==== Record set
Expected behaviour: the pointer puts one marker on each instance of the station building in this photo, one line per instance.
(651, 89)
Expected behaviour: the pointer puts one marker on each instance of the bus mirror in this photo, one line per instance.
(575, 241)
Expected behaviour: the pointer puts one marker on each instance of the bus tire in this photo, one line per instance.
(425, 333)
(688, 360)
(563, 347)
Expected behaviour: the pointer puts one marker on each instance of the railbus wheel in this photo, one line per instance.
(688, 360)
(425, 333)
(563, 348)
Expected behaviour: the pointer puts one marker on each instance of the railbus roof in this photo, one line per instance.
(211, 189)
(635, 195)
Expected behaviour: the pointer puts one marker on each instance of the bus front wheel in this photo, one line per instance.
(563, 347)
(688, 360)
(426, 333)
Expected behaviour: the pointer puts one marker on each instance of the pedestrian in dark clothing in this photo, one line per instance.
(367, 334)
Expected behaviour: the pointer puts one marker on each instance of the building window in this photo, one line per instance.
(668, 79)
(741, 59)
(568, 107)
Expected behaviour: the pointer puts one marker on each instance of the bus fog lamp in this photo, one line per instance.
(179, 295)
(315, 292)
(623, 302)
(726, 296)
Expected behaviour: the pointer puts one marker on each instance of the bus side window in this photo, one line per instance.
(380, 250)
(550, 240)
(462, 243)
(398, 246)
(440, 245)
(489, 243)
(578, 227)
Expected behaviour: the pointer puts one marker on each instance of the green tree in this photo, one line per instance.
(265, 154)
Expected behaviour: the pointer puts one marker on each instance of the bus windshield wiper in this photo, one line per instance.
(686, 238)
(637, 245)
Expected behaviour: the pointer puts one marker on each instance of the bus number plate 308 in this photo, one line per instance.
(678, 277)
========
Directions
Output every item above as a CSV with the header item_text,answer. Give one row per item, with its text and its answer each in a single double-quoted field and any line breaks turned into spaces.

The result
item_text,answer
"Expected behaviour: the pointer puts one marker on each instance of the station building in this photo, one line per instance.","(651, 89)"
"Expected behaviour: the pointer puts one marker on each instance of the bus mirror in this photo, one line per instance.","(575, 241)"
"Expected behaviour: the pointer puts one marker on each instance of the bus tire in this photo, one line per instance.","(425, 333) (688, 360) (563, 347)"
"Expected behaviour: the pointer puts one marker on each instance of the railbus wheel in this photo, one line per instance.","(688, 360) (425, 333) (563, 348)"
"Expected behaviour: the pointer puts one marker on each instance of the railbus roof in this photo, one line per instance.","(211, 189) (635, 195)"
"Expected behaviour: the pointer puts one marker on each instance of the bus front wheel in this photo, one line per instance.","(563, 347) (688, 360) (426, 333)"
"Expected behaviour: the pointer puts one marker on each instance of the pedestrian in dark clothing in this photo, one line per instance.","(367, 334)"
"Expected behaviour: the pointer puts one marker on each instance of the building window in this photo, one line per instance.","(668, 79) (741, 59) (568, 107)"
"Expected behaviour: the pointer puts one marker on each instance of the bus fog lamp in this photo, one line per instance.","(179, 295) (315, 292) (623, 302) (726, 296)"
"Expected behaviour: the pointer puts one marker on each instance of the bus side window in this photo, one line per instance.","(380, 250) (550, 240) (462, 243) (398, 246) (440, 245) (489, 243) (578, 227)"
"Expected behaviour: the pointer puts one marker on each instance of the green tree in this photo, one line per instance.","(265, 154)"
"Expected behaviour: the pointer puts one marker on each instance of the bus windshield wiper in this photo, one line per instance.","(686, 238) (637, 245)"
"Expected behaviour: the pointer puts one marker on each instance of the bus number plate 308 in this photo, one line per instance.","(678, 277)"